▸ Challenge:
Arrange every line of the records below as a Markdown table with two columns, Row for the row number and Line for the line itself, skipping blank lines. Omit the pictures from the answer.

Entries from a pointing dataset
------------------------------------
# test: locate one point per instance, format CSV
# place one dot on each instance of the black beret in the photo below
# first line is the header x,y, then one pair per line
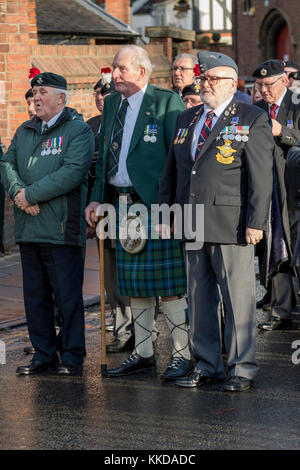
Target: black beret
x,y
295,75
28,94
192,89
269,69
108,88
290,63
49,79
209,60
------------------------------------
▸ Response below:
| Row | Line |
|---|---|
| 1 | # test: locate one point per instance, format CSV |
| 2 | # place one dot on each instance of the black beret in the photo below |
| 3 | # first line is the header x,y, then one pair per line |
| 4 | Target: black beret |
| 5 | x,y |
| 6 | 295,75 |
| 7 | 28,94 |
| 8 | 192,89 |
| 9 | 269,69 |
| 10 | 108,88 |
| 11 | 290,63 |
| 12 | 49,79 |
| 13 | 209,60 |